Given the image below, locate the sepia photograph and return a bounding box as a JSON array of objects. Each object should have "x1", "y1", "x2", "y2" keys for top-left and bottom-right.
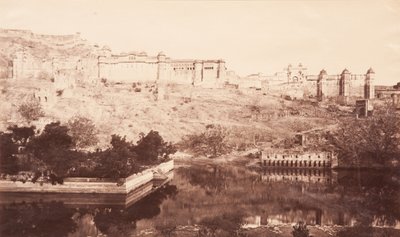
[{"x1": 0, "y1": 0, "x2": 400, "y2": 237}]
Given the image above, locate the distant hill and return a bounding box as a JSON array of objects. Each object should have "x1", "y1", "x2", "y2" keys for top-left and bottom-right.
[{"x1": 0, "y1": 28, "x2": 96, "y2": 78}]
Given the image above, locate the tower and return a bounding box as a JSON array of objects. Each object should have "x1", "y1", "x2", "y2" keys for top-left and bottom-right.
[
  {"x1": 217, "y1": 59, "x2": 225, "y2": 81},
  {"x1": 339, "y1": 68, "x2": 351, "y2": 97},
  {"x1": 317, "y1": 69, "x2": 328, "y2": 101},
  {"x1": 193, "y1": 60, "x2": 203, "y2": 85},
  {"x1": 364, "y1": 68, "x2": 375, "y2": 99},
  {"x1": 157, "y1": 52, "x2": 167, "y2": 81}
]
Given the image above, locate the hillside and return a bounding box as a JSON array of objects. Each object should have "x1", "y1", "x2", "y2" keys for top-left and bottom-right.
[
  {"x1": 0, "y1": 28, "x2": 97, "y2": 78},
  {"x1": 0, "y1": 80, "x2": 335, "y2": 150}
]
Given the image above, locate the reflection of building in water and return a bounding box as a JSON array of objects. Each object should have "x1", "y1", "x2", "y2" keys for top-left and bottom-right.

--------------------

◆ **What is needed**:
Copy out every line above verbatim, from the first to the last, but leave out the picture.

◆ **Exercise solution**:
Given the image below, locate the sepia photograph and return a bounding box as a JSON array of objects. Each object should have "x1", "y1", "x2", "y2" keys for top-left and bottom-right.
[{"x1": 0, "y1": 0, "x2": 400, "y2": 237}]
Given the image above, locate the distant hill and return a bounding box as a JSON array of objects. Each object should have "x1", "y1", "x2", "y2" keys for top-left and bottom-right.
[{"x1": 0, "y1": 28, "x2": 96, "y2": 78}]
Given the image above, locate the tower and return a bounding box as a JSON array of objects. Each object should have "x1", "y1", "x2", "y2" keys for top-left and bottom-right.
[
  {"x1": 217, "y1": 59, "x2": 225, "y2": 81},
  {"x1": 339, "y1": 68, "x2": 351, "y2": 97},
  {"x1": 317, "y1": 69, "x2": 328, "y2": 101},
  {"x1": 193, "y1": 60, "x2": 203, "y2": 85},
  {"x1": 364, "y1": 68, "x2": 375, "y2": 99},
  {"x1": 157, "y1": 52, "x2": 167, "y2": 81}
]
Given the image above, locate the hillside and return a bounding box as a JSON array of objects. Each object should have "x1", "y1", "x2", "y2" keys for top-left and bottom-right.
[
  {"x1": 0, "y1": 28, "x2": 97, "y2": 78},
  {"x1": 0, "y1": 80, "x2": 335, "y2": 150}
]
Given the image above, locate the reflection of building in water and return a bounding box as a JSON array of objects. Each object should have "x1", "y1", "x2", "y2" keys for top-left and bottom-right.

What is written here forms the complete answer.